### Source document

##########

Much as I enjoyed The Lunatic, one of the funniest books ever written, much as I enjoyed The Painted Canoe and Going Home To Teach, Tony's autobiography defines him so distinctly it has become my favourite.

It explains his pugnacious personality, his occasional lewdness, his shrewd and tender insight into human behaviour which he evokes with such skill.

Myriad insights

The writing is honest, appealing even when some of the events are not. For in describing his early life in Jamaica as one of seven white children living in a predominantly black nation, especially at a time in Montego Bay when the extremes in wealth associated with being white contrasted so strongly with the poverty of most Jamaicans, Winkler's personal revelations allow us a better understanding of his writing, while simultaneously opening myriad insights into the workings of Jamaican people.

When a really fine writer shares with us an honest assessment of his own life, shares where the influences and incidents come from that he incorporates into his creative work, it is cause for great respect.

I think of A Fish Out of Water, Mario Vargas Llosa's extraordinary exploration of his political campaign for the presidency of Peru at a critical time in his country's history, alternating each chapter of his political foray with a chapter delving into one of his novels.

Or one turns to Paul Theroux's In Sir Vidia's Shadow, a delineation of his own writing career, as mentored by V.S. Naipal but revealing more of the mentor and his alienation from the Caribbean despite his masterpiece, A House for Mr Biswas.

Fall from grace

The Winkler family's fall from financial grace, so that the material advantages disappeared which made young Tony a target to be beaten and humiliated by MoBay's street urchins, also allowed him to identify with them, to understand the injustice of their lives.

Throughout his narrative, the personal resonates with the political, whether in his childhood and adolescence in Jamaica, or his adulthood in the United States (US), enriching the narrative substance.

Winkler left Jamaica four years after his father's death, at his mother's urging.

His early years in the US reflect those of many migrants determined to succeed, working 40-hour weeks as a short order cook while going to university, tired, overworked but determined.

Winkler's perseverance is phenomenal, his love of Jamaica absolute and his insights thoughtful: "What people love about the past is that its outcome is known and over and contains no surprises."

Or "I think that the best writing is often done obliquely when you are busy focusing on something else."

His hard work is an inspiration, with over a dozen college text books written, five novels, two autobiographical works, plays and two films.

Winkler has reason to believe that people will care what he has to say, whether distilled directly from the experiences of his varied life, or by entering "the dark land of the subconscious with no visible way out".

Parkinson's disease

Trust The Darkness isn't just any memoir. This is the work of someone whose mortality has been declared in a ruthless manner.

Some 12 years ago he was diagnosed with the neurological disorder, Parkinson's disease.

In 2003, he called and asked if I wanted to interview him again. I'd done that years earlier for a well-established and respected American publication which, as luck would have it, ceased publishing in a dispute over ownership rights just before that issue would have come out.

Winkler's disease had reached a stage where his words were slurring. Rather than give the appearance of having imbibed too much during his launch in Kingston of the play The Burglary, as with everything else in his life, Winkler confronted the problem head-on and decided that it was time the reading public was told of his disease.

That article based on our interview includes 'A Parkinson's Prayer', the prayer with which he defiantly ends his autobiography writing: "I am not a disease. I am a man."

Five years after our interview, Macmillan Caribbean has published Trust the Darkness, My Life as a Writer, all 472 pages in hardback with a portrait by Judy Ann Macmillan as true to the man in her painting as Winkler is to Jamaica in his writing.

##########

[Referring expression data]
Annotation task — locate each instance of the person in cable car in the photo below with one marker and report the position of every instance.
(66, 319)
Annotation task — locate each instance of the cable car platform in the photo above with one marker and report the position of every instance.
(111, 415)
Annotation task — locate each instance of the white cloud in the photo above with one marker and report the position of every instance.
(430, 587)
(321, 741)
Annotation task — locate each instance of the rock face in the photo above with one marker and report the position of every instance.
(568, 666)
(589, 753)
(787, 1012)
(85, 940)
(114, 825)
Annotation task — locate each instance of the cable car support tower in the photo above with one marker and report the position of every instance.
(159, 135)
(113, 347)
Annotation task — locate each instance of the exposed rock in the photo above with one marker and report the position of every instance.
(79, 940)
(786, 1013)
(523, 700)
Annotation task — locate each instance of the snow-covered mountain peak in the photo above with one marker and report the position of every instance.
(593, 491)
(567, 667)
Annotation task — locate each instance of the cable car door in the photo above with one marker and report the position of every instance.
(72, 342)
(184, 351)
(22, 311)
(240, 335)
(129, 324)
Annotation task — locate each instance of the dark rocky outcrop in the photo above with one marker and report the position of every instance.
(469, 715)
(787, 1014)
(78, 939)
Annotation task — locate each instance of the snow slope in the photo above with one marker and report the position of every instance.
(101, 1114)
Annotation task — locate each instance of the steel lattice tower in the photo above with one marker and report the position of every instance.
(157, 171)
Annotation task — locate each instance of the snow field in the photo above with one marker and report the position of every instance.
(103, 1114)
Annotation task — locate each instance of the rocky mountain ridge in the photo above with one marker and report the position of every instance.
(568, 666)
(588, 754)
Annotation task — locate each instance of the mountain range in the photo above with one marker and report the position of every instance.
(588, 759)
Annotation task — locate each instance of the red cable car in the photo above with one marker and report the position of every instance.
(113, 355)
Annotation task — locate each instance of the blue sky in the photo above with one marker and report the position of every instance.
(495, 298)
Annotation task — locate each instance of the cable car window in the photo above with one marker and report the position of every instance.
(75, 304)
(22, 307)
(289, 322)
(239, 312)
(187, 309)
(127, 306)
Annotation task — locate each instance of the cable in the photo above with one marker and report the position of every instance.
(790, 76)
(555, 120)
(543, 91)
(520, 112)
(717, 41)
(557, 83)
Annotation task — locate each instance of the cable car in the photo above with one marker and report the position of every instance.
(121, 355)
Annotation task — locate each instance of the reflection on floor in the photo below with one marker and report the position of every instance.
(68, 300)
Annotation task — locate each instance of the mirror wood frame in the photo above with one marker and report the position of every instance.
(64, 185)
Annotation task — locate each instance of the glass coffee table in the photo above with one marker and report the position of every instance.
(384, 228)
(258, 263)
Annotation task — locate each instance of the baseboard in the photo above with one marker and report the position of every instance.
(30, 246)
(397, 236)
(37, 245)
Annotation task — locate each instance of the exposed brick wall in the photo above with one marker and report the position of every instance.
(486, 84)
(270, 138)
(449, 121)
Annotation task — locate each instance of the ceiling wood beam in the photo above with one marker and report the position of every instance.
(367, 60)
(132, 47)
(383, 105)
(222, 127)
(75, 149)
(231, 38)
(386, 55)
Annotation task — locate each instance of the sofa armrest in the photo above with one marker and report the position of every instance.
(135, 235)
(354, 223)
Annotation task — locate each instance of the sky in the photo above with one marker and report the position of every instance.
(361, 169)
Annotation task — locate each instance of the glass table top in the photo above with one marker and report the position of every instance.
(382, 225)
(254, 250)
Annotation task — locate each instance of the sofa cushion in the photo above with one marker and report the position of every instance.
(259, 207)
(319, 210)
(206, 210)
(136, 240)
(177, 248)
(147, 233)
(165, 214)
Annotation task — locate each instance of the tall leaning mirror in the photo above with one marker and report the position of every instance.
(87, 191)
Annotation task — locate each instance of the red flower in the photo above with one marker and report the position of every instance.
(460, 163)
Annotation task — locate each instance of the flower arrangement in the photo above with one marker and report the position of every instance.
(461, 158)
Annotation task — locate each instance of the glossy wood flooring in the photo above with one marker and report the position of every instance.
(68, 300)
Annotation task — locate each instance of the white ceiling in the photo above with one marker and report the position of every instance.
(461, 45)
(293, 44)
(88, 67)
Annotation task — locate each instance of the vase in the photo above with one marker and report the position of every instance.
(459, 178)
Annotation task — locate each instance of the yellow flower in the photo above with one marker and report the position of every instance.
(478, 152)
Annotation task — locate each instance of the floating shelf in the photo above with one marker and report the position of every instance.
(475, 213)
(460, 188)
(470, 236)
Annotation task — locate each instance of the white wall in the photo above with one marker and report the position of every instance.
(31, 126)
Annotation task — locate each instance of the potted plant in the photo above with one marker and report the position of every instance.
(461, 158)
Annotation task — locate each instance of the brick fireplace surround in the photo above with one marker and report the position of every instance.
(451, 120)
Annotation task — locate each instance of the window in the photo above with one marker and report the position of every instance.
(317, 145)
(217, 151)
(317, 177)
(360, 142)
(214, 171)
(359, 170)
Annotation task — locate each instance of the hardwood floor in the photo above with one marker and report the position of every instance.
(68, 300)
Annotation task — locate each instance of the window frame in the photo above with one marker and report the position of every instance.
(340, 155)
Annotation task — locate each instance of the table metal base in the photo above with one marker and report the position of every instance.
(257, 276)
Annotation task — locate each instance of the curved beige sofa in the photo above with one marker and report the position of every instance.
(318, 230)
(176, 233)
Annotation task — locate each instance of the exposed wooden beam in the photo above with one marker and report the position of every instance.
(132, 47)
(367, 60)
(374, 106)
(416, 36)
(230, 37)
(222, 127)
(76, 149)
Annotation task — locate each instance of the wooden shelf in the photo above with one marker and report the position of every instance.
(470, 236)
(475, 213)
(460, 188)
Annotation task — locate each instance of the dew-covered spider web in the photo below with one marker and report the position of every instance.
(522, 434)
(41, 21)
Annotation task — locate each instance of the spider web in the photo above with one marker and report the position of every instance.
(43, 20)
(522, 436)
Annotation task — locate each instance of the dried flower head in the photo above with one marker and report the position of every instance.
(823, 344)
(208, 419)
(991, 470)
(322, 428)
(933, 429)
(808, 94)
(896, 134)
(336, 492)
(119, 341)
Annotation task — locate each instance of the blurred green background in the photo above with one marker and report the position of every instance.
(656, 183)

##########

### Required actions
a – For the review of Winkler's autobiography, decide whether each statement agrees with the text: (i) Winkler left Jamaica four years after his father's death; (ii) Winkler was diagnosed with Parkinson's disease some 20 years ago; (iii) the autobiography was published in paperback. Answer yes or no for each, quoting the words of the review that settle it.
b – Switch "street urchins" to "street children" in the review, starting at "The Winkler family's" and ending at "of their lives.", and write out that part.
c – List every work the review names and attributes to a writer other than Winkler, along with the writer the review gives for each.

### Problem solutions
a –
(i) Yes: "Winkler left Jamaica four years after his father's death, at his mother's urging."
(ii) No: "Some 12 years ago he was diagnosed with the neurological disorder, Parkinson's disease."
(iii) No: "all 472 pages in hardback"

b –
The Winkler family's fall from financial grace, so that the material advantages disappeared which made young Tony a target to be beaten and humiliated by MoBay's street children, also allowed him to identify with them, to understand the injustice of their lives.

c –
A Fish Out of Water: Mario Vargas Llosa
In Sir Vidia's Shadow: Paul Theroux
A House for Mr Biswas: V.S. Naipal